== Work required ==
Would you return, word for word, the lines of the data below from the line with "Can you tell me where the ocean water" through the line with "Can you tell me where the white sea", and no others?

== Information given ==
════════════════════

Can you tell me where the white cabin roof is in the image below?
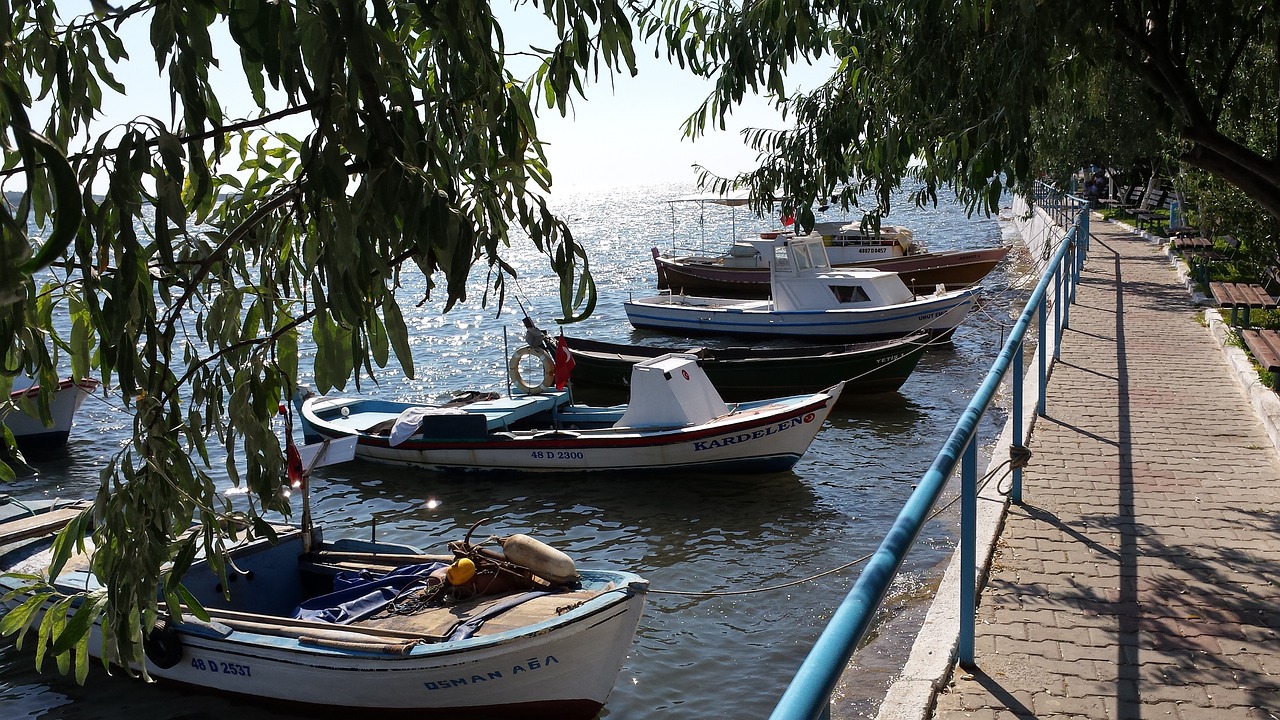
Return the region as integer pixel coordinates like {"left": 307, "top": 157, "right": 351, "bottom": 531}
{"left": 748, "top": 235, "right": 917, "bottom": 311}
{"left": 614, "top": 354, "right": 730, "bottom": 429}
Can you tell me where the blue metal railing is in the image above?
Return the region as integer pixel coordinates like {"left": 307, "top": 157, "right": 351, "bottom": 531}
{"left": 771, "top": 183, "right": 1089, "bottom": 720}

════════════════════

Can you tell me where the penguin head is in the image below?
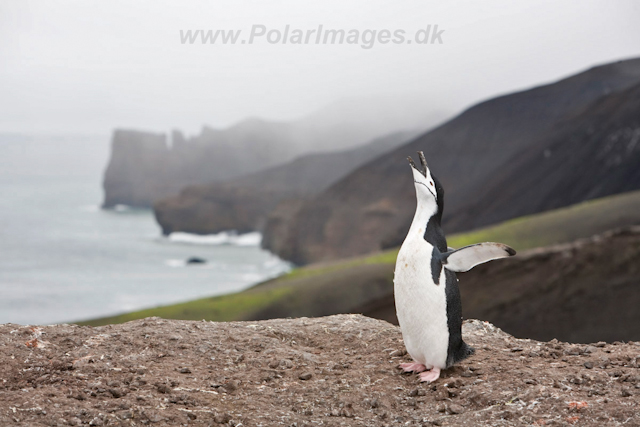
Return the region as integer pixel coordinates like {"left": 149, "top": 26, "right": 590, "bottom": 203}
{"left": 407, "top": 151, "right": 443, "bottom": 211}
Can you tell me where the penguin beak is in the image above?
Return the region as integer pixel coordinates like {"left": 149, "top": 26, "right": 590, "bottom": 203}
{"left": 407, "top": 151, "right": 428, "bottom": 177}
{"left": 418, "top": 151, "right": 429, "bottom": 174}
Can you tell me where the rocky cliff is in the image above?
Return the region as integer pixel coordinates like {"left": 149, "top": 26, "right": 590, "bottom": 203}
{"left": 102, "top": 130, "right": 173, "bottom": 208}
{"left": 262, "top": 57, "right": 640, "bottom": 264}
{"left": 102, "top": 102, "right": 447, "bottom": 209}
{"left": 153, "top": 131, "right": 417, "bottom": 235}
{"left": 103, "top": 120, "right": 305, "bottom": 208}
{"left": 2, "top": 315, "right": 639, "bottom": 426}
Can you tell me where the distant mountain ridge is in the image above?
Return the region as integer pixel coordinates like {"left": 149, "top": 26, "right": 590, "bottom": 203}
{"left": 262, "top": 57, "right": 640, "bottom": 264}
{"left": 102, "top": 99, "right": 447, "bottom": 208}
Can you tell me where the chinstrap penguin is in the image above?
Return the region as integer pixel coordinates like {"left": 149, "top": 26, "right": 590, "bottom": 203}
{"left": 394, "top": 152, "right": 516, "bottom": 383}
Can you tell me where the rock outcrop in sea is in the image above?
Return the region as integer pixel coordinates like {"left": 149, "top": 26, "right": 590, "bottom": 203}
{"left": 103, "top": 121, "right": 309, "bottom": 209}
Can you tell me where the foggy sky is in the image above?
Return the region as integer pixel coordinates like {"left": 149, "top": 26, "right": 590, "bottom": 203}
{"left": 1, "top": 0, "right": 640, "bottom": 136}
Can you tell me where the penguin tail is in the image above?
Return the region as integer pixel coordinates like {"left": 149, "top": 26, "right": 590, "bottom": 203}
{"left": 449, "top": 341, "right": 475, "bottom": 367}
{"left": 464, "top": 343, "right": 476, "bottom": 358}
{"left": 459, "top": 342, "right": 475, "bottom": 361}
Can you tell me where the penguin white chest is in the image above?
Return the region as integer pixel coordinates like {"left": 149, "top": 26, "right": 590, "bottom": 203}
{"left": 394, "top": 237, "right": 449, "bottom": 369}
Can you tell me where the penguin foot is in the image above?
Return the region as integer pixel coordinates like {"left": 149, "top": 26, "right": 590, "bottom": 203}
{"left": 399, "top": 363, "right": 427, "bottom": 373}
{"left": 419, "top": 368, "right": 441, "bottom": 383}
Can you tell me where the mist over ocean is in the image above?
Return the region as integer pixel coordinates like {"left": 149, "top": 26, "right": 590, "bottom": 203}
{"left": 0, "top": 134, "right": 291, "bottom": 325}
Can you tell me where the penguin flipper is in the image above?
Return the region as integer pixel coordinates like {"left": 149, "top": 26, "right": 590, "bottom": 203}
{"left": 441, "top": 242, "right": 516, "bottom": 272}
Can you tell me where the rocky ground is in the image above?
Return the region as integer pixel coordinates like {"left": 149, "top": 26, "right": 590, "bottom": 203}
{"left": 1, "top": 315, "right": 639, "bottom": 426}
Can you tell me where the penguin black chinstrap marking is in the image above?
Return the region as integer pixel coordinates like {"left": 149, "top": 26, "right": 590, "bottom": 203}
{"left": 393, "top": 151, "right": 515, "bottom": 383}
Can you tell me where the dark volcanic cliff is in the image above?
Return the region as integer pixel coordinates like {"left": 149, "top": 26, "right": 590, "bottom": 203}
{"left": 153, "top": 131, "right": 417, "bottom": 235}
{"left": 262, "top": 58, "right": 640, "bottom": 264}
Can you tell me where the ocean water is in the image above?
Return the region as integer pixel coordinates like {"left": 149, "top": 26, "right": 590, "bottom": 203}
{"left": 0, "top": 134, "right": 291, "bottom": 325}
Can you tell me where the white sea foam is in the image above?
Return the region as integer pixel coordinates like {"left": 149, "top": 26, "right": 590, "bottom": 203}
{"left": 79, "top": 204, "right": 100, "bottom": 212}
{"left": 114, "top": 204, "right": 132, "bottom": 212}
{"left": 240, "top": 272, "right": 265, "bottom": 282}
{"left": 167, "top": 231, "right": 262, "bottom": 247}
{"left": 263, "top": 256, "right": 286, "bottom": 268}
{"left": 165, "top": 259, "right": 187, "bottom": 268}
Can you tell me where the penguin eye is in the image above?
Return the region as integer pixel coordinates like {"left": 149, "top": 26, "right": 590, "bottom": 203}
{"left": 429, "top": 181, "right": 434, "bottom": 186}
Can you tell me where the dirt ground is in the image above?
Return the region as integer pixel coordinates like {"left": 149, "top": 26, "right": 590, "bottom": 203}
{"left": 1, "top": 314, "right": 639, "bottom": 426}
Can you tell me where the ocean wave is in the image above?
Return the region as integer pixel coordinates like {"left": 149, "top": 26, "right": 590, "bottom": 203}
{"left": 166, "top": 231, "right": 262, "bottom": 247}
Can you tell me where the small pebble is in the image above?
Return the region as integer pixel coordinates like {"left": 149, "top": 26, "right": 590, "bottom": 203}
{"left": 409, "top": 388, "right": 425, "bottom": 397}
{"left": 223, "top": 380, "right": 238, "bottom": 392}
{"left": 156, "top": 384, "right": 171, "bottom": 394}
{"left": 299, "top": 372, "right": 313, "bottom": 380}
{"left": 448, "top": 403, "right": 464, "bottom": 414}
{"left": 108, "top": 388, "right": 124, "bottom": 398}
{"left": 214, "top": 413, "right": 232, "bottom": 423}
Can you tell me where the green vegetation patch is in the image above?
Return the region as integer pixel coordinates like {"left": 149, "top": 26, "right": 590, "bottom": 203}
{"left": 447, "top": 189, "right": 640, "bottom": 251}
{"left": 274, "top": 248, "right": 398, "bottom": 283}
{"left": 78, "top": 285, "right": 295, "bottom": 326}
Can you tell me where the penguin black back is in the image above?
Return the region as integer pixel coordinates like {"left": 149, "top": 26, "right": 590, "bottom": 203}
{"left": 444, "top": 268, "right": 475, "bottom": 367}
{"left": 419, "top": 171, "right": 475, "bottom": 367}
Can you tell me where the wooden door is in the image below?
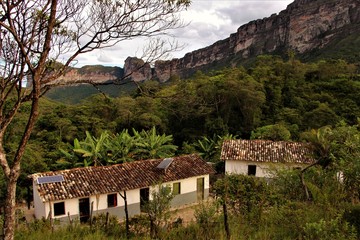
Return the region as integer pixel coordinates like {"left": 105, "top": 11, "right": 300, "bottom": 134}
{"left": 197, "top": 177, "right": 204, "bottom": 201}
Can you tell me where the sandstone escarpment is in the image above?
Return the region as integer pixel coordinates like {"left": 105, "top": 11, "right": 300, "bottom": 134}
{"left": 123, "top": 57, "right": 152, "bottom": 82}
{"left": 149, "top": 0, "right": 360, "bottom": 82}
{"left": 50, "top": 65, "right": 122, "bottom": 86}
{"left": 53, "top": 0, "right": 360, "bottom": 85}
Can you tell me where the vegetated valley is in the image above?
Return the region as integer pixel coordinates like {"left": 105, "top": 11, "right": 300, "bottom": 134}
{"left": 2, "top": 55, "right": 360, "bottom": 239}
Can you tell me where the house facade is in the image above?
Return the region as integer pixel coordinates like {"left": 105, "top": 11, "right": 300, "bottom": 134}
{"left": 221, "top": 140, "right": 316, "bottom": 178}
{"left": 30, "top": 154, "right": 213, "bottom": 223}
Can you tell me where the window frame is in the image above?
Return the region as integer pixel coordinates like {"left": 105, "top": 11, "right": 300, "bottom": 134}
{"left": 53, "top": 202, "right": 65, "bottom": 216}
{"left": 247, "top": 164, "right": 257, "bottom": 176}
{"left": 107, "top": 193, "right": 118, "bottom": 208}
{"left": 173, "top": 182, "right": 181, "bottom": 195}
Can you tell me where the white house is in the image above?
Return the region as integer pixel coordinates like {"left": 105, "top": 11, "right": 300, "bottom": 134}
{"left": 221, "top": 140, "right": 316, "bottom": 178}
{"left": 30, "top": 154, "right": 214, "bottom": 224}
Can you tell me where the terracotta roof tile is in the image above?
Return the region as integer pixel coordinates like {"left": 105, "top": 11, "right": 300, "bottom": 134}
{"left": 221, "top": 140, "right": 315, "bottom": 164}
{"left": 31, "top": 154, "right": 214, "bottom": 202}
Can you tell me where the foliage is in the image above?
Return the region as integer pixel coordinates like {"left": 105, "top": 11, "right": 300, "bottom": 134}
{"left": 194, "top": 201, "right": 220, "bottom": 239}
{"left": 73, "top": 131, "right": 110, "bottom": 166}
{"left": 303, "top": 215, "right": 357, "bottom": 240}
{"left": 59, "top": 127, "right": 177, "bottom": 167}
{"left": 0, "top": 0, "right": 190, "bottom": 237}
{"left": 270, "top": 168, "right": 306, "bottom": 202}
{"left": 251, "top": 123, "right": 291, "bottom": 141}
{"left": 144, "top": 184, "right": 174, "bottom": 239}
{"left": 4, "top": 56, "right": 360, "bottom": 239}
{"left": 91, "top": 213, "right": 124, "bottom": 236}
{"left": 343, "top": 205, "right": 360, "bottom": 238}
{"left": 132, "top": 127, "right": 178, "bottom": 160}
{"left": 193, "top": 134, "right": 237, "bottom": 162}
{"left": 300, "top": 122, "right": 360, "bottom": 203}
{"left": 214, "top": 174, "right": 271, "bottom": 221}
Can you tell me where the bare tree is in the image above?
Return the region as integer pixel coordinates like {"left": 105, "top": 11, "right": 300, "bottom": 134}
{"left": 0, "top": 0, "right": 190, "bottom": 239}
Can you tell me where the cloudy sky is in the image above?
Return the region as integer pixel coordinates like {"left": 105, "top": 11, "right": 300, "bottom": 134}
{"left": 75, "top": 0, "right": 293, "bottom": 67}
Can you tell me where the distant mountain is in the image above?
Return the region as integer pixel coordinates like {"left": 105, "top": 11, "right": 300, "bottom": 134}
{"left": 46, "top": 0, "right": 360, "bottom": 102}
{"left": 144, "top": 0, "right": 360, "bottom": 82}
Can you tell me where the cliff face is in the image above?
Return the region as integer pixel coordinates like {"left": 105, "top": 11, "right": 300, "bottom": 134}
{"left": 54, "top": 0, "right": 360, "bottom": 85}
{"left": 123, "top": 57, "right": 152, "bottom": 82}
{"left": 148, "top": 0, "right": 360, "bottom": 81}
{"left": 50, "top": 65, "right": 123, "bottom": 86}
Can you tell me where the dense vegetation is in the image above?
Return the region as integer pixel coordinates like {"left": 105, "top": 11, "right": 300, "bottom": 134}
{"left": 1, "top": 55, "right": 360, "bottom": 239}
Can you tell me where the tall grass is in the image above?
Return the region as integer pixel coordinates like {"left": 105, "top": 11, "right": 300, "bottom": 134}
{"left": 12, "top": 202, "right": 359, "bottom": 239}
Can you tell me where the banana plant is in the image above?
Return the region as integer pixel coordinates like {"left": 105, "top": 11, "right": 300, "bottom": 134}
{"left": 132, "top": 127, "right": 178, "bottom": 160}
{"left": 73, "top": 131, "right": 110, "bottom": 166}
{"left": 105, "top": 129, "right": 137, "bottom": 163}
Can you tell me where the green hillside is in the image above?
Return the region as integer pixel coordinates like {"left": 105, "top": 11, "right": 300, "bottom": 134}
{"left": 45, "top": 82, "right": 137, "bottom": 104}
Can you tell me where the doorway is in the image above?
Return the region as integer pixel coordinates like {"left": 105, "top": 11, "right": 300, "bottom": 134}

════════════════════

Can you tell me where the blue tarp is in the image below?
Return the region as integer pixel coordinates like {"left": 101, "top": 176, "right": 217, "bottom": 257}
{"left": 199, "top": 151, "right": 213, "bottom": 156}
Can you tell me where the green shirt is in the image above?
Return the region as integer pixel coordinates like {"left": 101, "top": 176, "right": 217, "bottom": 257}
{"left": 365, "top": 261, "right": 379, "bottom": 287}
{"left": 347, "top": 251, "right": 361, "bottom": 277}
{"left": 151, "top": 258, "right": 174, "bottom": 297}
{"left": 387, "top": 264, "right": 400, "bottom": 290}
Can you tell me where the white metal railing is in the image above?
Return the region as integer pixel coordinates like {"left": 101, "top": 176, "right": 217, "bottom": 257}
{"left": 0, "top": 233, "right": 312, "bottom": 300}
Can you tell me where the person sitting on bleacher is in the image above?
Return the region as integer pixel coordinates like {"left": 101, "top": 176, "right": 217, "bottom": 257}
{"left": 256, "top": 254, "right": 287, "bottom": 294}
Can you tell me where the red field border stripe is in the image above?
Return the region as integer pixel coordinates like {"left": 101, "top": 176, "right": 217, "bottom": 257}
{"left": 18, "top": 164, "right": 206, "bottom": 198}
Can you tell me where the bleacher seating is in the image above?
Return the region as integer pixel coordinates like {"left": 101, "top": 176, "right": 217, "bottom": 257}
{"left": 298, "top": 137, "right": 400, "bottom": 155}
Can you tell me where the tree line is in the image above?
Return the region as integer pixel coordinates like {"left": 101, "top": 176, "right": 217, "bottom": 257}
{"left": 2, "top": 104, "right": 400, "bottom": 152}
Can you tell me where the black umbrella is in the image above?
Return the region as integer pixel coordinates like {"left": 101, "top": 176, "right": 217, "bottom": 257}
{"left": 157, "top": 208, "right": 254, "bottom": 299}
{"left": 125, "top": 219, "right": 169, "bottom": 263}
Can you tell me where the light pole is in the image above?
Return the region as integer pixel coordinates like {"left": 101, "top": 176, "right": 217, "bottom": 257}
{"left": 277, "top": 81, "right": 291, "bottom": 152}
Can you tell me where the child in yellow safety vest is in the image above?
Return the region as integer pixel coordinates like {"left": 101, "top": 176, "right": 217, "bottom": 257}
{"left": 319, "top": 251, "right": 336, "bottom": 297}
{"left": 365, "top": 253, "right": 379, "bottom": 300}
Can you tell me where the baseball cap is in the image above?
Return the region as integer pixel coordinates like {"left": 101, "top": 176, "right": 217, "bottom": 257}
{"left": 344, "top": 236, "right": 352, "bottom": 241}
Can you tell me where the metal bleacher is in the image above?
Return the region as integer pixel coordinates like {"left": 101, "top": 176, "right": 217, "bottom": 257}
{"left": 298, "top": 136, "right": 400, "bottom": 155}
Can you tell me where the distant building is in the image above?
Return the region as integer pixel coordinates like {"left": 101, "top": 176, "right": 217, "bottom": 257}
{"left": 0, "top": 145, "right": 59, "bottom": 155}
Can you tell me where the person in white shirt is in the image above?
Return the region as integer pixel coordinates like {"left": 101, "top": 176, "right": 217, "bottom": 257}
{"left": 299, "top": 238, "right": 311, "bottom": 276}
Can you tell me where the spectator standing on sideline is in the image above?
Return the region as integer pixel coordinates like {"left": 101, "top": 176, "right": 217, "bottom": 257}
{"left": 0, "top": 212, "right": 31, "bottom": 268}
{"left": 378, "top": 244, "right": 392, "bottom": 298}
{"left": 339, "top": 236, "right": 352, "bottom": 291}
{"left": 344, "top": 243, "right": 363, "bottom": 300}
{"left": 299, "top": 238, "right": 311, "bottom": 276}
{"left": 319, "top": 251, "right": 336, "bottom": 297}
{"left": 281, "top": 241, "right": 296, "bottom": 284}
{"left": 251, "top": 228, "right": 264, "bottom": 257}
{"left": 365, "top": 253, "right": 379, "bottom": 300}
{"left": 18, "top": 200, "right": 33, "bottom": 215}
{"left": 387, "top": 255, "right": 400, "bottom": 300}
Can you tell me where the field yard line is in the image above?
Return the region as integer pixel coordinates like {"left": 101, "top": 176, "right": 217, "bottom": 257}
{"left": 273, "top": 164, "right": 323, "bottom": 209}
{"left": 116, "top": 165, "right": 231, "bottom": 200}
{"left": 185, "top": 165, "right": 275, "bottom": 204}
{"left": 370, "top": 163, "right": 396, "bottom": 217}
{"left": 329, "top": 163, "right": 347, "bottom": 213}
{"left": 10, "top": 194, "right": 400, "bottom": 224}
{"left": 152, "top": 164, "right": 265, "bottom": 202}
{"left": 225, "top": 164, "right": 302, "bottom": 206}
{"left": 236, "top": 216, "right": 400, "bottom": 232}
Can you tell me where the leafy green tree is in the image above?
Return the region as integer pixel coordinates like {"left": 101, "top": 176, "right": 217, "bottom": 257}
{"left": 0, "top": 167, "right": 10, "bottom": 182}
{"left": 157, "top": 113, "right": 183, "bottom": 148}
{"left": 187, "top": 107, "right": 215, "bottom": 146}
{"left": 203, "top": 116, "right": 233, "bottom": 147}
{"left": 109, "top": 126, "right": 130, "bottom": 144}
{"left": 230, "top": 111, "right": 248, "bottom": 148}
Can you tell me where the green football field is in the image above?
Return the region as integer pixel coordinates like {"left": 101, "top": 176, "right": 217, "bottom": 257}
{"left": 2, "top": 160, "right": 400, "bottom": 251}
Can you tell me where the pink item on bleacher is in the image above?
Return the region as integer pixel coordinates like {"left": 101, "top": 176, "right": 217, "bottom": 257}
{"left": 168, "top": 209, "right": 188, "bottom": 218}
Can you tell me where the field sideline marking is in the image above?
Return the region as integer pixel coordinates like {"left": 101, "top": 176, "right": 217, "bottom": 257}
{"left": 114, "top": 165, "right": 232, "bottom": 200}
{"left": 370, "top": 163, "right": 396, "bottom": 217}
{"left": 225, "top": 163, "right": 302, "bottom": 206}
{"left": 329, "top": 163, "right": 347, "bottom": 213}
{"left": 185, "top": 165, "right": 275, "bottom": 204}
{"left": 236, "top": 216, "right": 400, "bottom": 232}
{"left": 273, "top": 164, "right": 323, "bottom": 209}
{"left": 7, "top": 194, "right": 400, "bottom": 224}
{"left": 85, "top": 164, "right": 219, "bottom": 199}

════════════════════

== Solution ==
Can you tell me where the ocean water is in the image above?
Return the region as integer pixel coordinates like {"left": 149, "top": 26, "right": 590, "bottom": 203}
{"left": 0, "top": 134, "right": 291, "bottom": 325}
Can you tell me where the white sea foam is in the image above?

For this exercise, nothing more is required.